++++ Selected text

Figure 6 illustrates that the environment during different years and harvest maturities had a much greater impact on starch availability than hybrid choice. Consequently, selecting a specific hybrid based on ruminal starch digestibility measured from previous years is unlikely to have a significant or consistent effect on the starch availability of grain produced by that hybrid in future years, even at the same location (Owens, 2013).

Several reviews have indicated that starch digestibility is greater for samples of corn grain that have specific kernel characteristics such as: (1) more floury endosperm, e.g., softer texture or lower kernel density, (2) a lower prolamin content or (3) a lower prolamin:starch ratio.

The relationships across all samples were calculated between seven-hour starch digestibility and each of these three indices or their combination. Of these three factors, kernel density was the single factor related most closely to seven-hour starch digestibility (R-squares = 0.24, 0.15 and 0.22, respectively). The size of these values indicate that less than 25% of the total variation observed in starch disappearance can be attributed to any of these factors either singly or when combined (Owens, 2013).

++++++++
++++ Raw records

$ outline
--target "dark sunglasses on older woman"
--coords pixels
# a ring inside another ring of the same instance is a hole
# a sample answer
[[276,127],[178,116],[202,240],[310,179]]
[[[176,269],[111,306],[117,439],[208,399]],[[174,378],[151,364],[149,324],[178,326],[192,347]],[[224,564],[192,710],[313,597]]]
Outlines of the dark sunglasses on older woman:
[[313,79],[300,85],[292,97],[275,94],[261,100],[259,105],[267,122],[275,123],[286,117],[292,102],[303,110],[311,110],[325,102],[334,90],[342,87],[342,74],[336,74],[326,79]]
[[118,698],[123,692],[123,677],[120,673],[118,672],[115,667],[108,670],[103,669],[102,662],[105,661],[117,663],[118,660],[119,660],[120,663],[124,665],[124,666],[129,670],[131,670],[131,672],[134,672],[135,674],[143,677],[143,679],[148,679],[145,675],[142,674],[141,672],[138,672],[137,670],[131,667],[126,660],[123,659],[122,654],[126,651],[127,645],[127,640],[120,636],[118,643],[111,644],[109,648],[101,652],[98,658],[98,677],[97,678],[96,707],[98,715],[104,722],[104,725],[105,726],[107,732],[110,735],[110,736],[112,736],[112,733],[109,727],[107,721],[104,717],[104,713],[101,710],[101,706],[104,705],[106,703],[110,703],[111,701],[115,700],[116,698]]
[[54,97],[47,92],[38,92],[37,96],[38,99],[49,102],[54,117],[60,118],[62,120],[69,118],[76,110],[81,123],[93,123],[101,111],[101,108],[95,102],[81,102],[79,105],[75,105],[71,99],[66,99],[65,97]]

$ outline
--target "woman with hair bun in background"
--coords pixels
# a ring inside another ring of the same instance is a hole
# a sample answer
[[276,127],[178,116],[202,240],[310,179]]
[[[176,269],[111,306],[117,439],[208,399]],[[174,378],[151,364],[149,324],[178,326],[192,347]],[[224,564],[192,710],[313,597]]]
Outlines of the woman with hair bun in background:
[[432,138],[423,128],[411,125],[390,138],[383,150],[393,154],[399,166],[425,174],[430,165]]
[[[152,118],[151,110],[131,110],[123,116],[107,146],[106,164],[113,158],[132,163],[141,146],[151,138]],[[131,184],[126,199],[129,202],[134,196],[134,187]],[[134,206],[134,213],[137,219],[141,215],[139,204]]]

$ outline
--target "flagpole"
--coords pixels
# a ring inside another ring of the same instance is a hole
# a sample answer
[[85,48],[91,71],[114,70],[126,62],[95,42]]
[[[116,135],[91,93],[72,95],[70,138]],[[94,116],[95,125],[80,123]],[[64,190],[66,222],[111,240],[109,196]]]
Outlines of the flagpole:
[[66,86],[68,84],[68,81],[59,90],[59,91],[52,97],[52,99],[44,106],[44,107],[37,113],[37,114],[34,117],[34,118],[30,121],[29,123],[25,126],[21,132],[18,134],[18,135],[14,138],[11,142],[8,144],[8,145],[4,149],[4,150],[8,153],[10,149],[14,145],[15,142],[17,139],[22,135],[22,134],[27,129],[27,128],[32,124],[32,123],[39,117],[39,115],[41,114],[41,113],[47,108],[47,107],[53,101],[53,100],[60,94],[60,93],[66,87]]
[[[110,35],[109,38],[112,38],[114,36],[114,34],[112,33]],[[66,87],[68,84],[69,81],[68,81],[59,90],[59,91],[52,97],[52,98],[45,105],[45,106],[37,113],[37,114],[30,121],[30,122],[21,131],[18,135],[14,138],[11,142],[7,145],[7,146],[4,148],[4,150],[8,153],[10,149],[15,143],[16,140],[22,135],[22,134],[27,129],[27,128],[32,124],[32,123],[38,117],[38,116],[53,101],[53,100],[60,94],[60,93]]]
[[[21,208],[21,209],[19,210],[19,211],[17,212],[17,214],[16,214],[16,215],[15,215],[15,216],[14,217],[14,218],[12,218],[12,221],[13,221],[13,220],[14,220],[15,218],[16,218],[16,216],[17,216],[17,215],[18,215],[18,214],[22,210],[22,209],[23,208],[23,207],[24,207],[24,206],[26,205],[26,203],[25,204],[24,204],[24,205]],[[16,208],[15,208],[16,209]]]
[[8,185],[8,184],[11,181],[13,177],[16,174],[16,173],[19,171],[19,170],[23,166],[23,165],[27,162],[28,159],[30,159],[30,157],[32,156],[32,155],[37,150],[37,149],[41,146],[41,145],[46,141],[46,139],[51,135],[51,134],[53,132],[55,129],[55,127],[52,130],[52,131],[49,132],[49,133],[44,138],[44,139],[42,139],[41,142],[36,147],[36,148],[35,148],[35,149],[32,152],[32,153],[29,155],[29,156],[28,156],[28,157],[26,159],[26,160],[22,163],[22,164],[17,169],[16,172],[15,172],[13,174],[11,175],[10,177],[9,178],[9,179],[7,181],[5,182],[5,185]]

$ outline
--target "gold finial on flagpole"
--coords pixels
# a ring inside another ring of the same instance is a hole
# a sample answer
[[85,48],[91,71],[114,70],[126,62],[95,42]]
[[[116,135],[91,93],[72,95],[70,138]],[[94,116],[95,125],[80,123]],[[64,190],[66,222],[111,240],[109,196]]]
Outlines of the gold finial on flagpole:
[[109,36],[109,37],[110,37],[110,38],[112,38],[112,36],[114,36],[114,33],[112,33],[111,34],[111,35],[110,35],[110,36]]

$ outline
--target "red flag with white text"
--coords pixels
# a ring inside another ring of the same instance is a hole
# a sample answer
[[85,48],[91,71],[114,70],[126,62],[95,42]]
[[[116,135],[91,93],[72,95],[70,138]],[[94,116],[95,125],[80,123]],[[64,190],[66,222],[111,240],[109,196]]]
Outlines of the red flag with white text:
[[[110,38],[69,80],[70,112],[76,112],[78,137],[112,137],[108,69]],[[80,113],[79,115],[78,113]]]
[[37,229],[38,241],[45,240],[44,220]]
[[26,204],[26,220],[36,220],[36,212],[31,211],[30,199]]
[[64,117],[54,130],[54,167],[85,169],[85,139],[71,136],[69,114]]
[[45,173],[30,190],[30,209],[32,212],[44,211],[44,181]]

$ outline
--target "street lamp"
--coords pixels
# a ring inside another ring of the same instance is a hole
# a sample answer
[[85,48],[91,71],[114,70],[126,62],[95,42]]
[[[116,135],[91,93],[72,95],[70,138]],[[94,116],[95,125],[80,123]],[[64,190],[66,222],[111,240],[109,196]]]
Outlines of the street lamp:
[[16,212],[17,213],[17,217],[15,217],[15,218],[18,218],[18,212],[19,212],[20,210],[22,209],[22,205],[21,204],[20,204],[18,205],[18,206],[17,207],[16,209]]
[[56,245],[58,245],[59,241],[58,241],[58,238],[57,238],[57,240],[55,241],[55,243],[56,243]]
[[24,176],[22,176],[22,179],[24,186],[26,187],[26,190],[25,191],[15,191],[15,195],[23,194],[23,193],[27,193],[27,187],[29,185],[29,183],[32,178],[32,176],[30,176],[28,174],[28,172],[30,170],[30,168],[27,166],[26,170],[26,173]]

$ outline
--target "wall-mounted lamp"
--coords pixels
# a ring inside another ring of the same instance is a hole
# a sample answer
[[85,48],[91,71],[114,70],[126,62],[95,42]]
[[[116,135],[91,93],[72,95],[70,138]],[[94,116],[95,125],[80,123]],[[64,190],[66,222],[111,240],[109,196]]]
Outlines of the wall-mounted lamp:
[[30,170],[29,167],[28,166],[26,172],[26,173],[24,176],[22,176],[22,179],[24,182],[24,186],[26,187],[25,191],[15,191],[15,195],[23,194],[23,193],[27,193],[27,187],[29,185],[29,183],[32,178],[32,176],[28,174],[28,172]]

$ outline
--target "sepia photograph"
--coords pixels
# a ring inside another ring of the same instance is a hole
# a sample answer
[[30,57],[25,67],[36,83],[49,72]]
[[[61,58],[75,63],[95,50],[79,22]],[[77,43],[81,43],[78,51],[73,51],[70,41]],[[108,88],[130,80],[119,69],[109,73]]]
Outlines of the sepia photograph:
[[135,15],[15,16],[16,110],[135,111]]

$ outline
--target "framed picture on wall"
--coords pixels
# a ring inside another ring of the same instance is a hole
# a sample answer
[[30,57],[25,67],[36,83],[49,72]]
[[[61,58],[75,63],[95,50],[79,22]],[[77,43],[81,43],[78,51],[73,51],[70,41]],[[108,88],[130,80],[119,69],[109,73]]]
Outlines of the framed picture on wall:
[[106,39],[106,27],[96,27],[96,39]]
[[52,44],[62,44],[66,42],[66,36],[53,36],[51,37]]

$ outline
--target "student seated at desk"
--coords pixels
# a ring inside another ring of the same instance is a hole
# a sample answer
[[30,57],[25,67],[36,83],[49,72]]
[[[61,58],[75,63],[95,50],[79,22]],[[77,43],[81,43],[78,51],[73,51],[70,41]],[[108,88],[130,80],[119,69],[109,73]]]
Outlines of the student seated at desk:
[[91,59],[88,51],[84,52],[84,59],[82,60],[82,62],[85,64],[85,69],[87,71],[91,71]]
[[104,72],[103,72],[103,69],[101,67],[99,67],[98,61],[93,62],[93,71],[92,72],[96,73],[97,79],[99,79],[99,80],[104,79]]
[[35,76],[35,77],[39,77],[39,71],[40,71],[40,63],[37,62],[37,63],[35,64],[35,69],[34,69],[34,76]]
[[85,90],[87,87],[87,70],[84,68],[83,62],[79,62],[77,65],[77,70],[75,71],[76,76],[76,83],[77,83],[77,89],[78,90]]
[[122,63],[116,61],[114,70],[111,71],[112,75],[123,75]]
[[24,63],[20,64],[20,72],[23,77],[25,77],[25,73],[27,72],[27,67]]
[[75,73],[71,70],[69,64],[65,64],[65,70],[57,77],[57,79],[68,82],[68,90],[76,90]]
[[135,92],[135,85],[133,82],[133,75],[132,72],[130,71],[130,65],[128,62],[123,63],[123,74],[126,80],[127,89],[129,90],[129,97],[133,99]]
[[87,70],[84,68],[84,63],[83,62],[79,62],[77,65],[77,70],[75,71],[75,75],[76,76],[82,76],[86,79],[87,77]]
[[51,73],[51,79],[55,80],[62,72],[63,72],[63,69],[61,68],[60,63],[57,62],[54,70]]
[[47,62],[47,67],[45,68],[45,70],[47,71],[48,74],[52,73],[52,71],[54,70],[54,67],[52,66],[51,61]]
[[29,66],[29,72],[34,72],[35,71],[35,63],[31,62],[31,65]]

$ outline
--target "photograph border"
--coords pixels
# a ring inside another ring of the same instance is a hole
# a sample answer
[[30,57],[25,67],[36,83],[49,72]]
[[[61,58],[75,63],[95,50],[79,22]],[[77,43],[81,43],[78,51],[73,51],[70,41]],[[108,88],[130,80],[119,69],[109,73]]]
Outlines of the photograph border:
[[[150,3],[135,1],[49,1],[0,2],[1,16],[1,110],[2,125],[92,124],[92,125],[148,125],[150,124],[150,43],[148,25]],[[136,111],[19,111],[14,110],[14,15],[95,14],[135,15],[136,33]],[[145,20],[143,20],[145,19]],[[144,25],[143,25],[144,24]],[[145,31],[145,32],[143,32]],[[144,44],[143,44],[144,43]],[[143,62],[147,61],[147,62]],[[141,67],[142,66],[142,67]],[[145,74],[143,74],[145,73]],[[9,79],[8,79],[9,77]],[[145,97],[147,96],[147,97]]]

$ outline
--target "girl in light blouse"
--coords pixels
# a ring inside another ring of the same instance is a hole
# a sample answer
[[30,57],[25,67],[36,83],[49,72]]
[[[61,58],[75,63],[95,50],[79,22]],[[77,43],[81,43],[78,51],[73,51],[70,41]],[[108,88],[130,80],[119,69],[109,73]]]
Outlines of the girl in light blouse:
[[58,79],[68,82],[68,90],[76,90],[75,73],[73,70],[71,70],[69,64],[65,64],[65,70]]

++++++++

-- Written exercise --
In the passage on corn starch digestibility, which single factor was most closely related to seven-hour starch digestibility? The rows that come after the passage on corn starch digestibility are not needed here.

-- Task output --
Kernel density.